[Point-based labeling data]
»»

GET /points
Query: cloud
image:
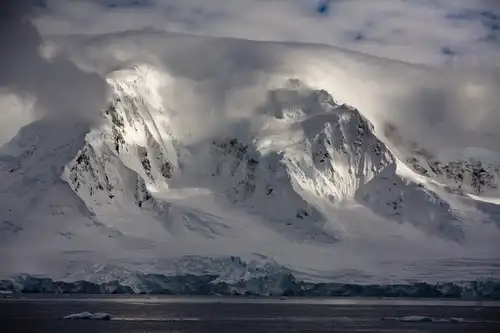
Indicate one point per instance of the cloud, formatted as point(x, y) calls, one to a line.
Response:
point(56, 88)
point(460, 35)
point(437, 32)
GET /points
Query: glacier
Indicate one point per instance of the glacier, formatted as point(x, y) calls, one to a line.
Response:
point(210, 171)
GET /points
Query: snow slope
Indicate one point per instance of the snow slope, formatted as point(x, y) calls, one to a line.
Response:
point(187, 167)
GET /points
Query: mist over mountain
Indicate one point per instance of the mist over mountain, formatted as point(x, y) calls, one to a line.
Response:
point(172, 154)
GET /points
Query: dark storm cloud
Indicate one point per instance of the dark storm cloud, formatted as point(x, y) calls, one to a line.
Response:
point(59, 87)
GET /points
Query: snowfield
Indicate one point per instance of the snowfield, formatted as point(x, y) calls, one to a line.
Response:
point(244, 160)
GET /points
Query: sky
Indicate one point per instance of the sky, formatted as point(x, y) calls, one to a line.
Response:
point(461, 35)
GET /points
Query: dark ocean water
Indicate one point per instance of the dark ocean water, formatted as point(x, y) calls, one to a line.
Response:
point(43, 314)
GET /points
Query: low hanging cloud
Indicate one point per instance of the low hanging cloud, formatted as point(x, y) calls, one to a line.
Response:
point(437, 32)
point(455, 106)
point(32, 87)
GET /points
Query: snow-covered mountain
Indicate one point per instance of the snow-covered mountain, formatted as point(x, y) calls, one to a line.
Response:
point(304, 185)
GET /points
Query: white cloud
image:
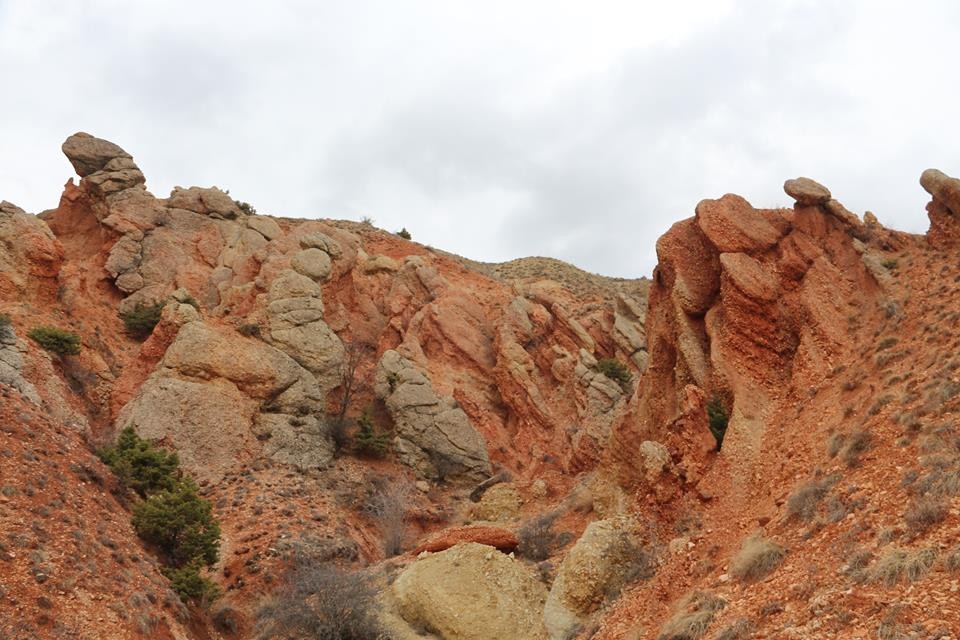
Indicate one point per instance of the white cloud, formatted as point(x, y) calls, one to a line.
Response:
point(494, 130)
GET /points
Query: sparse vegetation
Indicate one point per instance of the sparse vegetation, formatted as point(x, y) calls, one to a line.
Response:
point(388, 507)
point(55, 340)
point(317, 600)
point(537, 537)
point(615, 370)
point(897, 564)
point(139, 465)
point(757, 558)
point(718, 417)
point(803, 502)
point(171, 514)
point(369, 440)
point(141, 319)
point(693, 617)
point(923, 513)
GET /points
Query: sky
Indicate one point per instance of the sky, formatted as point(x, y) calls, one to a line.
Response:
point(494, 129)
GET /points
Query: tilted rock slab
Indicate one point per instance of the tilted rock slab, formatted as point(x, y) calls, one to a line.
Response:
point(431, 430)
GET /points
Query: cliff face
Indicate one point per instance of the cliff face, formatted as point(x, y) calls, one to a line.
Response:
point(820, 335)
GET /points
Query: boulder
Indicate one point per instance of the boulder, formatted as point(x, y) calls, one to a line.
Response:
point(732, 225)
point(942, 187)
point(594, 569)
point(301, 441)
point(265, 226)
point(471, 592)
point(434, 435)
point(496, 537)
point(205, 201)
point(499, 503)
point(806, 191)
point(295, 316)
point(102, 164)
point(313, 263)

««

# [WHAT IS ASKED]
Count the lines in the items above that contain the string "boulder", matching case exactly. Reply with the number alone.

# [WRITTEN ANSWER]
2